▶ **Stated problem A**: Which lines of the records contain the string "scattered"? Show each of those lines.

▶ **Passage shown**:
========================================================================

On Wed, 3 Mar 2010, Greg KH wrote:
> 
> Ok, I'll change this.  Do you want me to redo the whole series, or just
> add another patch to revert the 'default y' option here?

I'm ok with just changing the default. I wanted to make a stink over it 
just to make people aware that we already have kernels too big by default, 
and we shouldn't change the default semantics of making a config without 
some major reasons.

Btw, I do think that when you do pull requests during the merge window, 
you should seriously think about basing them on top of some known-stable 
kernel (ie the previous release) rather than some random 
kernel-of-the-day like you seem to.

It's much easier to bisect problems if you'er not fighting multiple 
overlapping bugs, for example - and since you move from quilt to git 
apparently just based on whatever was the most recent git tree when you do 
that move, it really means that in case the kernel you picked was 
unstable, it's going to be a _bitch_ to bisect any problems introduced in 
your series.

========================================================================

▶ **Stated problem B**: According to the email reply above, what should pull requests during the merge window be based on?

========================================================================

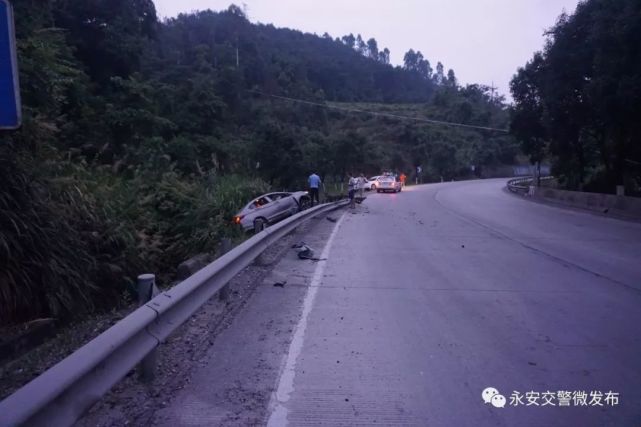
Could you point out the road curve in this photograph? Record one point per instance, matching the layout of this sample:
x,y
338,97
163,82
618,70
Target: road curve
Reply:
x,y
444,290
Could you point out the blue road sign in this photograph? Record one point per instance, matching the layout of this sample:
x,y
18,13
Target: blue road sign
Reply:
x,y
9,87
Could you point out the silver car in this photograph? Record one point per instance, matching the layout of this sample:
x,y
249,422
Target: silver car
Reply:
x,y
270,208
388,183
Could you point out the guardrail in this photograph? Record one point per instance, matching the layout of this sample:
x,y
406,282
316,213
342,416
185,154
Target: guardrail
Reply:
x,y
522,185
62,394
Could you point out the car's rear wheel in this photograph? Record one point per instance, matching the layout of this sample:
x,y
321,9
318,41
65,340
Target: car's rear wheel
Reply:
x,y
304,203
259,225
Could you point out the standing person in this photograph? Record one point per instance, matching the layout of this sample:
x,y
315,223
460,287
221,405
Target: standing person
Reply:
x,y
314,183
352,183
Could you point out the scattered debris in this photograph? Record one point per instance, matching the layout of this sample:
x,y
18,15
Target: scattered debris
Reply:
x,y
305,252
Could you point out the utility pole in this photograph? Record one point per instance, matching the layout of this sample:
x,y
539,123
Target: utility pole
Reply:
x,y
237,57
492,88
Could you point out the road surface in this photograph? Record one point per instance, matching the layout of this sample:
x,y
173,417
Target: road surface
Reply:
x,y
427,298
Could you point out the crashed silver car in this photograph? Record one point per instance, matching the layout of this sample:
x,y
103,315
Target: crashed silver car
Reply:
x,y
271,208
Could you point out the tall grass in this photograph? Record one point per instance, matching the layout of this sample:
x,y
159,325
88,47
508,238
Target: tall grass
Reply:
x,y
74,237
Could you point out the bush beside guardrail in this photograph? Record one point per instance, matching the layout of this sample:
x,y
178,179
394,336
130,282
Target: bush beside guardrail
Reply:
x,y
62,394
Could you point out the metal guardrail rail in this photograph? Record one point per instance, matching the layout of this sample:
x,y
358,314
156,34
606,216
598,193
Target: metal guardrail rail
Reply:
x,y
62,394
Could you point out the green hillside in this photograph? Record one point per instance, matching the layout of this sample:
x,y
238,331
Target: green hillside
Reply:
x,y
141,138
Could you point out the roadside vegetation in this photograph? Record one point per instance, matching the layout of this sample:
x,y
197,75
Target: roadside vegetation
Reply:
x,y
578,101
140,138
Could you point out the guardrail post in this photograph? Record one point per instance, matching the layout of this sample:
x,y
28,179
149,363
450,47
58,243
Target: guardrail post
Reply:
x,y
225,246
146,291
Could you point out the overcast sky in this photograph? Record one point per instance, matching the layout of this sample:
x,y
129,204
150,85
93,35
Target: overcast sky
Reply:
x,y
484,41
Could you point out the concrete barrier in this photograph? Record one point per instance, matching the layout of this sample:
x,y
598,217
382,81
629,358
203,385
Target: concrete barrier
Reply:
x,y
624,206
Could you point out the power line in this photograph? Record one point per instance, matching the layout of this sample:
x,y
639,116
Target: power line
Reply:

========================================================================

▶ **Worked answer A**:
Could you point out the scattered debris in this photograph? Record one point per instance, matching the layout of this sample:
Target: scattered debris

▶ **Worked answer B**: A known-stable kernel, such as the previous release, rather than a random kernel-of-the-day.